-- Task instructions --
Write out everything in the Therese Shechter interview below from "April, 2012" down to "here she is!", word for word.
-- Study text follows --
April, 2012

Therese Shechter: Badass Activist Friday

It’s Friday, and we all know what that means! Interviews with your favorite badass feminists and activists. Whether social media queens and kings, creative artists, sex educators, or just kick-ass personalities, these people harness righteous anger, instigate movements and inspire cultural change. We’re here to honor them and their work, but more importantly, to highlight how we can all get up, plug in, and Just Start Doing.

This week’s Badass Activist is Therese Shechter.  Therese is a documentary filmmaker, and her first documentary feature, I was a Teenage Feminist, was released in 2005. She has a degree in Film from Columbia College in Chicago, and prior to going back to school, she was working as a Graphic Designer. She is currently working on a new documentary, How to Lose your Virginity.

So without further ado, here she is!

You started out working in graphic design, and only went back to film school later. What inspired you to this career change? Was it an easy decision to make, or did you struggle with it? How do you feel about what you do today?
-- Study text concluded --
-- Stored data follows --
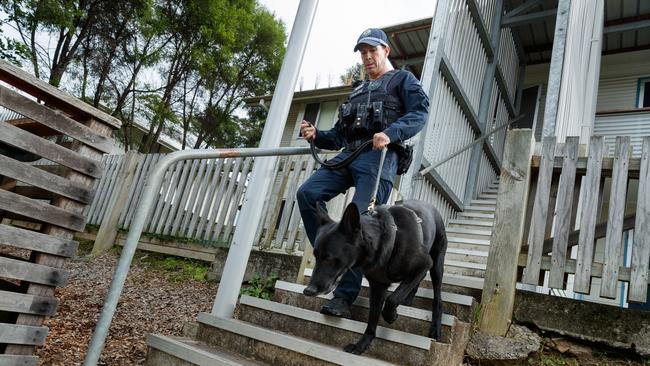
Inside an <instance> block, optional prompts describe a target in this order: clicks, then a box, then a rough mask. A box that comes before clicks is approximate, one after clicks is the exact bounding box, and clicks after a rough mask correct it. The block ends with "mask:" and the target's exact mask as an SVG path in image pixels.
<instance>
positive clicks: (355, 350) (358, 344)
mask: <svg viewBox="0 0 650 366" xmlns="http://www.w3.org/2000/svg"><path fill="white" fill-rule="evenodd" d="M367 348H368V347H367V346H366V347H361V346H359V344H358V343H350V344H348V345H347V346H345V348H343V350H344V351H345V352H347V353H352V354H353V355H360V354H362V353H363V352H365V351H366V349H367Z"/></svg>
-- Stored data concluded --
-- Answer space --
April, 2012

Therese Shechter: Badass Activist Friday

It’s Friday, and we all know what that means! Interviews with your favorite badass feminists and activists. Whether social media queens and kings, creative artists, sex educators, or just kick-ass personalities, these people harness righteous anger, instigate movements and inspire cultural change. We’re here to honor them and their work, but more importantly, to highlight how we can all get up, plug in, and Just Start Doing.

This week’s Badass Activist is Therese Shechter.  Therese is a documentary filmmaker, and her first documentary feature, I was a Teenage Feminist, was released in 2005. She has a degree in Film from Columbia College in Chicago, and prior to going back to school, she was working as a Graphic Designer. She is currently working on a new documentary, How to Lose your Virginity.

So without further ado, here she is!